> _WORK ITEM_: Please name the operator whose eigenvalues and eigenvectors the paper summary below says are organized into a protein B-factor predictor.

> _EXTRACT PROVIDED_:
--------------------------------

The de Rham-Hodge analysis and modeling of biomolecules

TL;DR

This paper introduces a unified mathematical framework based on de Rham-Hodge theory for analyzing the geometry, topology, and dynamics of biological macromolecules across multiple scales, enhancing understanding of their functions.

Contribution

The paper applies de Rham-Hodge spectral analysis and discrete exterior calculus to model and predict macromolecular properties, providing a comprehensive and versatile analytical paradigm.

Findings

Eigenvalues and eigenvectors improve protein B-factor prediction accuracy.

The framework accurately predicts natural modes of proteins from structural data.

The proposed algorithms are efficient and validated through extensive experiments.

Abstract

Recent years have witnessed a trend that advanced mathematical tools, such as algebraic topology, differential geometry, graph theory, and partial differential equations, have been developed for describing biological macromolecules. These tools have considerably strengthened our ability to understand the molecular mechanism of macromolecular function, dynamics and transport from their structures. However, currently, there is no unified mathematical theory to analyze, describe and characterize biological macromolecular geometry, topology, flexibility and natural mode at a variety of scales. We introduce the de Rham-Hodge theory, a landmark of 20th Century's mathematics, as a unified paradigm for analyzing biological macromolecular geometry and algebraic topology, for predicting macromolecular flexibility, and for modeling macromolecular natural modes at a variety of scales. In this paradigm, macromolecular geometric characteristic and topological invariants are revealed by de Rham-Hodge spectral analysis. By using the Helmholtz-Hodge decomposition, every macromolecular vector field is split into orthogonal divergence-free, curl-free, and harmonic components with a distinct physical interpretation. We organize the eigenvalues and eigenvectors of the 0-form Laplace-de Rham operator into one of the most accurate protein B-factor predictors. By combining the 1-form Laplace-de Rham operator and the Helfrich-type curvature energy, we predict the natural modes of both X-ray protein structures and cryo-EM maps. We construct accurate and efficient three-dimensional discrete exterior calculus algorithms for the aforementioned modeling and analysis of biological macromolecules. Using extensive experiments, we validate that the proposed paradigm is one of the most versatile and powerful tools for biological macromolecular studies.

--------------------------------

> _SUPPLIED INFORMATION_:
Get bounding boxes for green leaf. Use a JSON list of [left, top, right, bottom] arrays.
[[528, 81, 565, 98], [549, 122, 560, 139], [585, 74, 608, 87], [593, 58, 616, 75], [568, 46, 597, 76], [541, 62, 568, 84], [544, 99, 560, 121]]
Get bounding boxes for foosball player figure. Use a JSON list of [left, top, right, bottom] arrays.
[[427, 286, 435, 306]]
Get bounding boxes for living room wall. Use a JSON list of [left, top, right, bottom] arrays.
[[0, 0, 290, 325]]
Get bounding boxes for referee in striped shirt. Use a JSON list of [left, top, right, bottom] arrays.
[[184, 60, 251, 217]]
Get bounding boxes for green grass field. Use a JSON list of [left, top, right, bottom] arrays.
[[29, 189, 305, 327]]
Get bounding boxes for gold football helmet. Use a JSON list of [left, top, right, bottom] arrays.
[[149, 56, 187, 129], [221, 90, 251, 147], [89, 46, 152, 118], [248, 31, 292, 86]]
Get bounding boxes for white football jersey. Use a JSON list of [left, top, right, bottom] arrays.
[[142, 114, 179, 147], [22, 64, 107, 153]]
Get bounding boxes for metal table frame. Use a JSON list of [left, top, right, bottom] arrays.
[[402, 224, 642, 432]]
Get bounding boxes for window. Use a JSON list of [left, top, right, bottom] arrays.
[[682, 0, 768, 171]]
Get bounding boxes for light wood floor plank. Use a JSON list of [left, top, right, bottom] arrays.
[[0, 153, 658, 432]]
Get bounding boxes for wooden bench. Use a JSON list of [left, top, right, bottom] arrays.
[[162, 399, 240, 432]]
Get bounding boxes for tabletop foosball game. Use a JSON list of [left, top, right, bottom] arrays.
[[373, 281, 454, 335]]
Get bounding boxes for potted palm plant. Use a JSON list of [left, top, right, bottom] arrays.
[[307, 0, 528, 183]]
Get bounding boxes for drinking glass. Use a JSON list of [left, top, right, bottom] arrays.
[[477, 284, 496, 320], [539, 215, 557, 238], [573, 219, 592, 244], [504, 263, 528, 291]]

--------------------------------

> _RESULT OF THIS TASK_: The 0-form Laplace-de Rham operator.